-- start of Data provided --

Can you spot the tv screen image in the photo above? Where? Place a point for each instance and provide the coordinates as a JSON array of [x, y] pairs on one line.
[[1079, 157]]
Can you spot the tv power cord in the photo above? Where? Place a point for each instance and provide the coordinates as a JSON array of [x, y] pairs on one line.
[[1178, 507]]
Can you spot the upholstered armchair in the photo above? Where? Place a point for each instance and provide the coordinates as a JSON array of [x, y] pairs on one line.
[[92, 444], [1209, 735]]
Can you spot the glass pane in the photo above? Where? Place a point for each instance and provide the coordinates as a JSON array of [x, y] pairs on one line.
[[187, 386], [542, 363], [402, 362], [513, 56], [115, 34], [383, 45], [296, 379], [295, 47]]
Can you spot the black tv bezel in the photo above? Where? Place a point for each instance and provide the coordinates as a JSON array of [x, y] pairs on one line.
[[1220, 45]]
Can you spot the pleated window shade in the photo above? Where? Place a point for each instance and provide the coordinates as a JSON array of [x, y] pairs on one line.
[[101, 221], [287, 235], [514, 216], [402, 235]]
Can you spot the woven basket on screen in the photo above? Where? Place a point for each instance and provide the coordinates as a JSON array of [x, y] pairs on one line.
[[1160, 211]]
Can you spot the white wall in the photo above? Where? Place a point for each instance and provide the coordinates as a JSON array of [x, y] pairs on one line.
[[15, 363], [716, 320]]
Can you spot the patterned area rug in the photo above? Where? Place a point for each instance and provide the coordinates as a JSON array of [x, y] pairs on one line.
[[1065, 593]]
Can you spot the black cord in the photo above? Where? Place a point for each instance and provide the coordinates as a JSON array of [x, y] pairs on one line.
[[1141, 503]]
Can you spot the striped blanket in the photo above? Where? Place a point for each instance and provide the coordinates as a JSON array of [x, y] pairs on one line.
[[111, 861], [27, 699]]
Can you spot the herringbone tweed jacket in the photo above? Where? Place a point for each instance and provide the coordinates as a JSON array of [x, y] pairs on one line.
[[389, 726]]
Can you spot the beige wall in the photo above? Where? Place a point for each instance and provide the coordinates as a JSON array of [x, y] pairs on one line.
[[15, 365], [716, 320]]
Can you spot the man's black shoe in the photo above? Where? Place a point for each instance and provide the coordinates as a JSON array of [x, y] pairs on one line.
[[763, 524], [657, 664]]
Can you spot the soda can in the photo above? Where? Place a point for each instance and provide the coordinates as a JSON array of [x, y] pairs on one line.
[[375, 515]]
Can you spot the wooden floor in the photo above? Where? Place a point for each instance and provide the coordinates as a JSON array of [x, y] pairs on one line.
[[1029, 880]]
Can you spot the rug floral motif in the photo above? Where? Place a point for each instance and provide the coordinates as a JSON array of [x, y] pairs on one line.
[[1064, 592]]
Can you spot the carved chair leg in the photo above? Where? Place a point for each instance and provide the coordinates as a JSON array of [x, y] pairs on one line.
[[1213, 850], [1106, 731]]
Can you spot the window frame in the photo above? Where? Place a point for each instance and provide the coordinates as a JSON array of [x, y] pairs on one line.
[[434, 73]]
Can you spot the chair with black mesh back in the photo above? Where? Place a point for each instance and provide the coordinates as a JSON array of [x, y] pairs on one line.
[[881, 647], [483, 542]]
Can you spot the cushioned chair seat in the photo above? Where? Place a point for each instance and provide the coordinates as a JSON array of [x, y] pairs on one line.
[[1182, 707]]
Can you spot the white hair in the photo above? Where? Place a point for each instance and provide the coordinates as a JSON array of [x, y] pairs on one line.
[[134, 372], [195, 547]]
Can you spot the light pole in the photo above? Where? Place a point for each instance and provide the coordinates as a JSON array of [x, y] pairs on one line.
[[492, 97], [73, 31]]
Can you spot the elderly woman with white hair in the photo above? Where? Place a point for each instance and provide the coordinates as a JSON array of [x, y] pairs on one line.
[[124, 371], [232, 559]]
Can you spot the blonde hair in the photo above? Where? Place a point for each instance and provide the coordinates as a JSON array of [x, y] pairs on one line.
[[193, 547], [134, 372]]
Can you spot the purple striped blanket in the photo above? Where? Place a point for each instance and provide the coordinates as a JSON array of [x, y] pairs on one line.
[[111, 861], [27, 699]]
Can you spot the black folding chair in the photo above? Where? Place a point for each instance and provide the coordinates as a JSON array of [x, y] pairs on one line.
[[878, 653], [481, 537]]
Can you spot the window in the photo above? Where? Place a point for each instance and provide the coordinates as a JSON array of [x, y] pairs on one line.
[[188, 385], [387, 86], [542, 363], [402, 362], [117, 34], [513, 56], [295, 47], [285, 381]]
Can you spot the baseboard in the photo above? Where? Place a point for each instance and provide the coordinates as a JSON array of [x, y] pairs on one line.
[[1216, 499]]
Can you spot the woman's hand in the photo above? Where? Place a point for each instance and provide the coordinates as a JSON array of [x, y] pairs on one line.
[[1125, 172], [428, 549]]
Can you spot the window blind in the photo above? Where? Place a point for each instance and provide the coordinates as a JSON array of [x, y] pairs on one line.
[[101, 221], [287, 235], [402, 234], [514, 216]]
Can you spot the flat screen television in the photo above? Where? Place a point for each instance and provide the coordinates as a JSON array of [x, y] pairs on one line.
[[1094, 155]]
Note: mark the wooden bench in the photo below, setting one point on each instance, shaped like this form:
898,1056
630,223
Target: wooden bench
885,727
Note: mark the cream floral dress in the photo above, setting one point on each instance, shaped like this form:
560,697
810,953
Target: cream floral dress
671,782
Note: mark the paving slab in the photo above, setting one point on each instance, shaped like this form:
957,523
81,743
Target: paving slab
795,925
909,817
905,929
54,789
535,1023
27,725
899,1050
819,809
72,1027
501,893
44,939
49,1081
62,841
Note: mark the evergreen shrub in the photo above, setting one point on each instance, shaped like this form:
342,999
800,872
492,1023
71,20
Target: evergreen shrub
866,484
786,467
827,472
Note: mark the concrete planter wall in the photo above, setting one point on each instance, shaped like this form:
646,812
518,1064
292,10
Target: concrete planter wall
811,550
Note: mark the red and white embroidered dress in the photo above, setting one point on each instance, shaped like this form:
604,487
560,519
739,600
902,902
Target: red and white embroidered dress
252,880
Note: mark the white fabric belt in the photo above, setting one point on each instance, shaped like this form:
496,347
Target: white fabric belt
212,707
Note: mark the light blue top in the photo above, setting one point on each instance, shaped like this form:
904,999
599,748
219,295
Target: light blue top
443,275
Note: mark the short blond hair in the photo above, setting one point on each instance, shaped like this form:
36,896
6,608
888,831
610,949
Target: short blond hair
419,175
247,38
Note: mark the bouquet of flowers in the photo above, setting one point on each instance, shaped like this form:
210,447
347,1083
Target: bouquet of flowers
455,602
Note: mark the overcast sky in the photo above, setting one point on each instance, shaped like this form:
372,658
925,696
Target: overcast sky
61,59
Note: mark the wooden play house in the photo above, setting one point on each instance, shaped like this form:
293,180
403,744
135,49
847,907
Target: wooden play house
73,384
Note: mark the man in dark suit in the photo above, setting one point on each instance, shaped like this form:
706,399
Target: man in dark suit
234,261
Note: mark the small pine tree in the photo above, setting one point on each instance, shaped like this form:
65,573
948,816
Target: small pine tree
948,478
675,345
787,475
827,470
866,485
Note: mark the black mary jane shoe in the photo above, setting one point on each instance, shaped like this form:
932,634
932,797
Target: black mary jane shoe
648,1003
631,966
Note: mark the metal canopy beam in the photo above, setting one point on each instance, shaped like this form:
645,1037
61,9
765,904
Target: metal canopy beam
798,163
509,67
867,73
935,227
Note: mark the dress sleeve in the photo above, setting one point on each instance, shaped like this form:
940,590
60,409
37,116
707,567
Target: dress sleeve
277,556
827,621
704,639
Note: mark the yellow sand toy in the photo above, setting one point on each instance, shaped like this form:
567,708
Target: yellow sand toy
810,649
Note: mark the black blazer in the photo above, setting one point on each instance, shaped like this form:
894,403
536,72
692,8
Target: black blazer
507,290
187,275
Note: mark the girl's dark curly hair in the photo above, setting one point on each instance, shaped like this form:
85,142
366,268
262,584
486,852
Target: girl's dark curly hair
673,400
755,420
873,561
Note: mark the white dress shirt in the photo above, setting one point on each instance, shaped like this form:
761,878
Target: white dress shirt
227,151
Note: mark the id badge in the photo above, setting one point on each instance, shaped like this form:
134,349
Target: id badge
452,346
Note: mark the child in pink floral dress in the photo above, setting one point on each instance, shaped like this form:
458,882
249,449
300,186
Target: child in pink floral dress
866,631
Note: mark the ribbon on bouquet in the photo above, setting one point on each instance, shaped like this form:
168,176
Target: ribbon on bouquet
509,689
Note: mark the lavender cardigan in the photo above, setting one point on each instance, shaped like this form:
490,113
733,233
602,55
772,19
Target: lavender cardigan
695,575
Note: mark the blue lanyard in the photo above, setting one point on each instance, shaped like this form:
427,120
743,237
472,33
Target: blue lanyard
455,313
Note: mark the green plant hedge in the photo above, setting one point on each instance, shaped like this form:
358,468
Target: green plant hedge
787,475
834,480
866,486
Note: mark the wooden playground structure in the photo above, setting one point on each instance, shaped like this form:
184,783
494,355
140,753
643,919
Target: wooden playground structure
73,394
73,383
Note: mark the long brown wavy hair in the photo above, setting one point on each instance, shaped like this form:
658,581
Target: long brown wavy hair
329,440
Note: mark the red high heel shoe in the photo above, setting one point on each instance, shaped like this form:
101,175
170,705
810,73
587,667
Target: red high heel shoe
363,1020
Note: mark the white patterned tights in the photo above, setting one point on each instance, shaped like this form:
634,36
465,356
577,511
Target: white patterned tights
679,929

-- end of Data provided --

### Objective
Shift every coordinate in the answers by -125 and write out again the entries starting with the line containing "Can you spot the upholstered" and going on through the line containing "[[92, 444], [1209, 735]]", requests included.

### Completed exercise
Can you spot the upholstered armchair in the photo above? Where? Place a point for each instance and provide the coordinates as a JSON array of [x, y] pairs on one line.
[[-33, 319], [1084, 610]]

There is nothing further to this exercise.